===== RECORD EXTRACTS =====

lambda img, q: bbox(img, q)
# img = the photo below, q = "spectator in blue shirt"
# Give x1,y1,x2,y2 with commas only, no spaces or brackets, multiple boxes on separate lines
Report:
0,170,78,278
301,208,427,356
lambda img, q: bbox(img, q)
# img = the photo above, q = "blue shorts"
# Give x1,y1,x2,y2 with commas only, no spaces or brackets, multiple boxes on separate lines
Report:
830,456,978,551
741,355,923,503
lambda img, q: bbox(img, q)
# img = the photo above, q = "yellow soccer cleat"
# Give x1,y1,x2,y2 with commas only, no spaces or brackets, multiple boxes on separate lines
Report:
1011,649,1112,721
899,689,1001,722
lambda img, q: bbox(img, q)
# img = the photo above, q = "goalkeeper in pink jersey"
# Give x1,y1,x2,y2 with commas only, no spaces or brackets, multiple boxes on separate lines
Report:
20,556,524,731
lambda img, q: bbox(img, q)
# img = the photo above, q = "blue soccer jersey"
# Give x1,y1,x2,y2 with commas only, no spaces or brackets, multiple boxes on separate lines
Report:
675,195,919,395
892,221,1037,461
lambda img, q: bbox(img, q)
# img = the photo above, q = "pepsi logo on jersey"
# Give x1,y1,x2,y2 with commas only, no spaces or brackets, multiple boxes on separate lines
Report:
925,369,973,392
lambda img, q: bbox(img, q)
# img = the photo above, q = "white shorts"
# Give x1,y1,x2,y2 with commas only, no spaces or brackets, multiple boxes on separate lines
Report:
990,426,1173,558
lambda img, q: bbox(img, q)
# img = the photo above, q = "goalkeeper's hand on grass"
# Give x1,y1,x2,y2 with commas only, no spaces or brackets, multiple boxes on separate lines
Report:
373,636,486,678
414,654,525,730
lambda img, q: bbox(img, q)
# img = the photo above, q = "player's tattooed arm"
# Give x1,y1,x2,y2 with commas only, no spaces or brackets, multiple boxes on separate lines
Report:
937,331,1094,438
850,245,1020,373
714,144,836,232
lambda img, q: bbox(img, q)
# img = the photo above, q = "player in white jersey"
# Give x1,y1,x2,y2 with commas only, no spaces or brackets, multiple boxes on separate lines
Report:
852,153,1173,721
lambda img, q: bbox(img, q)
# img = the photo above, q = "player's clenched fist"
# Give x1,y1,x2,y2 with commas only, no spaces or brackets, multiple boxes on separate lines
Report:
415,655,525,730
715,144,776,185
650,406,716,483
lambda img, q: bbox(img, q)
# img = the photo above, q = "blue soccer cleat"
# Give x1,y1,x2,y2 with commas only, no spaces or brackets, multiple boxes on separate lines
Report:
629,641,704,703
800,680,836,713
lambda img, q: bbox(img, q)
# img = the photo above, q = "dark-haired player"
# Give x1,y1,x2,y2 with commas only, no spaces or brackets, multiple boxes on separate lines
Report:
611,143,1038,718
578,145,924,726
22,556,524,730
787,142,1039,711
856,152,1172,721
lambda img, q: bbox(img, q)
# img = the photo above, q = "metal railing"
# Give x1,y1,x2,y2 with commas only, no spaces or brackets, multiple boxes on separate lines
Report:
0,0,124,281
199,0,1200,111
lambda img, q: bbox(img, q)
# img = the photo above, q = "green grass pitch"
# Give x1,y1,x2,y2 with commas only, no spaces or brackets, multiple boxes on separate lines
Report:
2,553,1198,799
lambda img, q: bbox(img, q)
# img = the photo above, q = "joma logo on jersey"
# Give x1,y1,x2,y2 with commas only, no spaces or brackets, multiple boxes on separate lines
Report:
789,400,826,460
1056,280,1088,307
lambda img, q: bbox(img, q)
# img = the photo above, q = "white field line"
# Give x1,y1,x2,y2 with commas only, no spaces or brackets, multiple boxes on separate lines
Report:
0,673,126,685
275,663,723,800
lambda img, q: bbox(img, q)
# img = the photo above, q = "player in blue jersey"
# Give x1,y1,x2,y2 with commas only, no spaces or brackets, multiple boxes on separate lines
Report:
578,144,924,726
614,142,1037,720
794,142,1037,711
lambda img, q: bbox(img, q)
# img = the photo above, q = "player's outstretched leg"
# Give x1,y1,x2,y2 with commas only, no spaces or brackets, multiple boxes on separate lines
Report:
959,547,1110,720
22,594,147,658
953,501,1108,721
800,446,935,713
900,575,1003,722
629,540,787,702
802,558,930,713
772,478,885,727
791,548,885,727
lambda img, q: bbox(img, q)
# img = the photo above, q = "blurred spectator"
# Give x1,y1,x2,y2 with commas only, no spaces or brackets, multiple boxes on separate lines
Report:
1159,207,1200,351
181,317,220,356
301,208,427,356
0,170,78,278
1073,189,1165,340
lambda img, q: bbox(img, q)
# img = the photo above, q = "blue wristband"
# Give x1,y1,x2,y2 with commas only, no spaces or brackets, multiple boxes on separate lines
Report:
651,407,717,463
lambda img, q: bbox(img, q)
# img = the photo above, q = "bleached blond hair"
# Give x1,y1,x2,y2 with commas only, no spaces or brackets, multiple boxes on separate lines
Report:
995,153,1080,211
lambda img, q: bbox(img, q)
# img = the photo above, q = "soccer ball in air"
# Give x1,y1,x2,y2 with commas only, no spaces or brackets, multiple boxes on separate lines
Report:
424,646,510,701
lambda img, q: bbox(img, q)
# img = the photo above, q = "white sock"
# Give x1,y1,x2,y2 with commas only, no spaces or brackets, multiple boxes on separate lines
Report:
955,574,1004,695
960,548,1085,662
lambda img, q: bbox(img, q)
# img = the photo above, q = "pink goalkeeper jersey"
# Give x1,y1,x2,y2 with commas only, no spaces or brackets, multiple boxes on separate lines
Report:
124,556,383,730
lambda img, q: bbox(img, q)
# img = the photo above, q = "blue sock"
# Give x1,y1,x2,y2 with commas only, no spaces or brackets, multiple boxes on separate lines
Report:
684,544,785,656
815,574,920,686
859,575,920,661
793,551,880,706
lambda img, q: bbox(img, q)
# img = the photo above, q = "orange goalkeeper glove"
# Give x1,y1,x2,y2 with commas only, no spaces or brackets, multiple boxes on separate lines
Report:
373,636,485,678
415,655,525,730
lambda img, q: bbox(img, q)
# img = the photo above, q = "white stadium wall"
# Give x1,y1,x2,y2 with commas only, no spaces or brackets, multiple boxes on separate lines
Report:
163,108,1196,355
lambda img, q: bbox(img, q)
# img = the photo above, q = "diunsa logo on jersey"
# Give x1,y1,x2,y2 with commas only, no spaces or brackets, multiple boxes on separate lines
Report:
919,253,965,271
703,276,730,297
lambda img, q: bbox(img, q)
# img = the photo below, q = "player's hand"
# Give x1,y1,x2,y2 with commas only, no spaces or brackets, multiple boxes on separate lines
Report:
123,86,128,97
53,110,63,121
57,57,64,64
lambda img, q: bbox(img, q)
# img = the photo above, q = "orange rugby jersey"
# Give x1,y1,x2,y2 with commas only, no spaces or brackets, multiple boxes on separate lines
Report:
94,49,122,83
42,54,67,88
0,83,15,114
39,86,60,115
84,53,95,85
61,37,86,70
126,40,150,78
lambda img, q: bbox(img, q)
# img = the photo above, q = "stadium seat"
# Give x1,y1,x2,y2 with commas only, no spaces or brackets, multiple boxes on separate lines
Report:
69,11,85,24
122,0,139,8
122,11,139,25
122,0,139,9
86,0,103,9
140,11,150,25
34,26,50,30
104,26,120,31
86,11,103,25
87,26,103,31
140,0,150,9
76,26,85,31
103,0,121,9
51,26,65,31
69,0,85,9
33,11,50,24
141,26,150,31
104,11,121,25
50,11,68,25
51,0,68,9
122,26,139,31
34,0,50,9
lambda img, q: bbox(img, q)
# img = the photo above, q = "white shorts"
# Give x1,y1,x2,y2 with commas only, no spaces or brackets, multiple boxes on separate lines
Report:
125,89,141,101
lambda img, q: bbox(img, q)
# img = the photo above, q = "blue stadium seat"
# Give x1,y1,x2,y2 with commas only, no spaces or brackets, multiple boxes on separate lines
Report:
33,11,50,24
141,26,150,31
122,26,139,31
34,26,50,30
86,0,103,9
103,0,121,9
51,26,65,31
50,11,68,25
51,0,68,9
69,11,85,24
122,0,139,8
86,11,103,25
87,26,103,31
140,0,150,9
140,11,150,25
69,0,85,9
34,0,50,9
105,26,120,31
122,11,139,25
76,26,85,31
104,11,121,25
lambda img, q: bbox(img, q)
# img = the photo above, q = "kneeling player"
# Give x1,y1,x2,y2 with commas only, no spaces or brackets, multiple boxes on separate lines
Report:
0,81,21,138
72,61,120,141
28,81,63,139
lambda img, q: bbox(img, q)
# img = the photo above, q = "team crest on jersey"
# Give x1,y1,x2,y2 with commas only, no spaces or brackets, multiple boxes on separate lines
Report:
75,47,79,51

=====

PROBLEM STATEMENT.
Among the lines of the data, some may include "hand" as a word or string; report how many, and nothing else.

EXPECTED ANSWER.
2